**Task**
Can you carry on the article about Elizabeth Loftus and episodic memory, continuing from its last sentence?

**Source document**
Elizabeth Loftus, cognitive psychologist and memory manipulation expert, has spent the last 40 years studying long term, episodic memory — the memories of the episodes of our lives. Long term memory is divided into two subcategories: implicit and explicit. Implicit memories do not require conscious thought, they allow us to do things automatically or by rote — like ride a bike, type, button a shirt, etc. This is also called procedural memory.

Episodic memories, the kind Elizabeth Loftus studies, are explicit memories. These memories require conscious thought — like remembering what you had for dinner last night or what your wore two days ago. The memories are autobiographical — any memory in which we personally play a part in the episode or scene of life is an episodic memory.

Another type of explicit memory is called semantic memory, which is the general knowledge we learn throughout our lives (math facts, the capitals of the states, etc…). These memories, like implicit memories, are not dependent on episodic memory. However, semantic and episodic memories are inter-dependent. Our semantic memories provide the framework for our episodic memories. For example, our semantic memory contains the information that the Twin Towers fell on Sept. 11, 2001 and our episodic memory contains the specific memory of where we were, what we were doing, who we were with and how we felt when the towers tragically collapsed.

Most people implicitly trust their episodic memories. It’s hard not to; after all, we were there. However, Loftus’ work has revealed that human episodic memory is not nearly as robust as we’d like to believe, even in the healthiest of brains. In fact, episodic memory is both fragile and malleable.

Most people implicitly trust their episodic memories. It’s hard not to; after all, we were there. However, Loftus’ work has revealed that human episodic memory is not nearly as robust as we’d like to believe, even in the healthiest of brains. In fact, episodic memory is both fragile and malleable.

One of the most startlingly findings is the ability to “implant” memories into people — so that they are convinced they have experienced events that did not, in fact, happen.

False memory implantation is not the only way people’s memories can be changed. It turns out we do it all the time, all on our own. Loftus compares this process to the creation of a Wikipedia page… to which we can make edits to our own memories, and others can make their own contributions.

This has tremendous repercussions:

From the frustrated parent who is convinced that their child is lying; to the perhaps wrongly convicted criminal, whose incarceration is based on “eyewitness” testimony.

In fact, the primary cause of wrongful convictions, according to Loftus, is faulty human memory leading to eyewitness error.

Some have even speculated that NBC’s Brian Williams may have been a victim of his own “mis-remembering” — experiencing a sort of memory hijacking in which people develop personal memories about events they have heard about. With repetition, over time, the borrowed memories can become part of the autobiographical memory.

Over the course of her career, Loftus has often wondered why humans are built with a memory that is so malleable. She theorizes that our memory flexibility — in spite of its fallibility, is not a bad thing. In fact, it may help us to navigate the world more effectively.

**Supplied information**
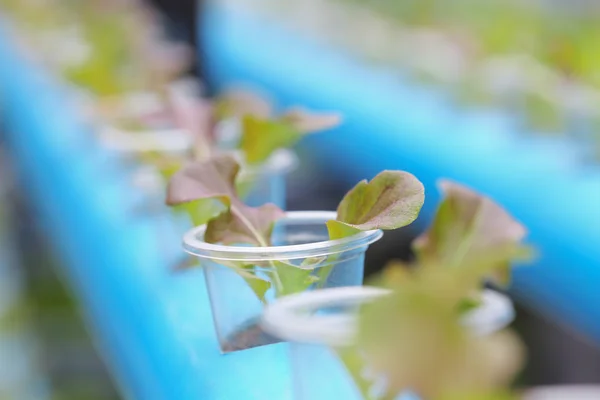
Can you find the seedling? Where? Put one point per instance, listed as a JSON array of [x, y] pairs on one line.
==
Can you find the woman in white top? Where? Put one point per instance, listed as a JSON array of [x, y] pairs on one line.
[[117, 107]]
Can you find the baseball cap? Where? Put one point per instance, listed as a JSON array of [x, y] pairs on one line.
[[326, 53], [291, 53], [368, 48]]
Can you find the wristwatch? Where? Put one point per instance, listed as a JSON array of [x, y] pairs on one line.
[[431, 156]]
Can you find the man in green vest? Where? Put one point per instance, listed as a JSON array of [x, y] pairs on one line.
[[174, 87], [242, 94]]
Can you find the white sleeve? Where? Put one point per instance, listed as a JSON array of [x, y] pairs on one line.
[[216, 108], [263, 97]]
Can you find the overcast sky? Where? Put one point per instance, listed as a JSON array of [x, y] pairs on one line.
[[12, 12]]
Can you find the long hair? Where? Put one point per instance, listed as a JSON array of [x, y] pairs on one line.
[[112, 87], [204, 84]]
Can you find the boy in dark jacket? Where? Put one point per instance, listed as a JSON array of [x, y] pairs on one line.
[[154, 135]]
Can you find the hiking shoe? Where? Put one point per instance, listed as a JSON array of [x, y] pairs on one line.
--
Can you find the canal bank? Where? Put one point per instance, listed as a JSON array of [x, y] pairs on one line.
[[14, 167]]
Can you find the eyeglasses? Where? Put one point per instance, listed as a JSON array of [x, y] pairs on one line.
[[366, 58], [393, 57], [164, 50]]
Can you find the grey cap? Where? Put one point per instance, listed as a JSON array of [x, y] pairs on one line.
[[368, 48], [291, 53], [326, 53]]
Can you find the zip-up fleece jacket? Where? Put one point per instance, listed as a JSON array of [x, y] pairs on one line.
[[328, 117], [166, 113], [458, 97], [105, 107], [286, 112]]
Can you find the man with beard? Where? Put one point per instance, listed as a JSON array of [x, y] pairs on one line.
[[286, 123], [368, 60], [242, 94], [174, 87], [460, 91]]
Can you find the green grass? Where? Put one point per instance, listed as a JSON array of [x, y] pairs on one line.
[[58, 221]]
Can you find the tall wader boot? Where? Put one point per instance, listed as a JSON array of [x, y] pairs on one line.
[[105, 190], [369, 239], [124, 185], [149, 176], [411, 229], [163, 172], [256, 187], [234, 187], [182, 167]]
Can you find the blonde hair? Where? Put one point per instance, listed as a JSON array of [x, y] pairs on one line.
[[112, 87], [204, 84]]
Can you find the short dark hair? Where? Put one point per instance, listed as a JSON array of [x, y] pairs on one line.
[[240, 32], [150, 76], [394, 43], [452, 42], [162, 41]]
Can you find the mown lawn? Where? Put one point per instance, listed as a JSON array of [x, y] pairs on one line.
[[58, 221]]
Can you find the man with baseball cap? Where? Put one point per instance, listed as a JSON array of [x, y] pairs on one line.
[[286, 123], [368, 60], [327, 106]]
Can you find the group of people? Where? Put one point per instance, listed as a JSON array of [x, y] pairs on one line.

**Result below**
One benefit to memory distortions is that they may help us to feel better about ourselves. We may remember that we voted in more elections than we really did, that our children walked our talked earlier than in reality or that we performed better in school, received better grades than we really did. If there is any merit to the self-fulfilling prophecy — which research suggests there is — then this could work to our benefit.

Sometimes, our personal memories are incomplete, they may be missing certain facts and particulars. Our flexible memory allows us to fill in the gaps — updating a specific memory with details, ideas and suggestions from the actual event, as well as with information acquired later — creating a smooth, seamless memory… a memory which becomes a reference point to inform subsequent life experiences.

This is perhaps the most interesting facet of our memory malleability — how it enables us to plan for the future. Endel Tulving, one of the first cognitive neuroscientists to distinguish semantic and episodic memories, likens the human, episodic memory to a time machine that allows us to consciously re-experience past experiences, which we can then use to travel into the future, informing current thoughts and future actions.

The same neuronal circuitry that enables us to remember and almost viscerally re-experience past historical events also allows us to leap into the future, planning for an as-yet-unexperienced event — anticipating likely encounters based on previous experiences. We are able to forecast, to imagine an alternative reality that is different from the way things currently are. It seems that episodic, neuronal flexibility is not (and perhaps cannot be?) unidirectional — allowing only for forward thinking. Those pliable pathways work bidirectionally, thus creating memory cooptation opportunities.

Party Parlour Tricks

So how does it work? How does a false memory become implanted? Is this something we could do to our unsuspecting friends at a party?

According to Loftus, the trick is to ground the false memory in a bit of reality and then lead the individual through some suggestive questioning about another entirely false event, simultaneously implanting that event as a memory.

A person is primed for memory manipulation by being asked to recall events from the past… true events. Loftus and other researchers have conducted several studies that test memory implantation, following a similar protocol whereby three real-life past events are discussed with study participants — the facts of the events are obtained from family members. Then, another completely fictional account is introduced as an historical experience.

In one study, through suggestive questioning and other techniques like guided imagery and false feedback, Loftus reported she and her colleagues have been able to implant “rich false memories” into about a quarter of ordinary, healthy study participants. Participants were implanted with the memory of being lost at a shopping mall when they were children — an event that never actually happened.

“We can visualize things, we can draw inferences of what could [have] happened or might have happened and sometimes those visualizations can get converted into something that feels like a genuine memory.”

Other studies have had an even higher false memory implantation rate — with as many as 50 percent of participants “owning” untrue events.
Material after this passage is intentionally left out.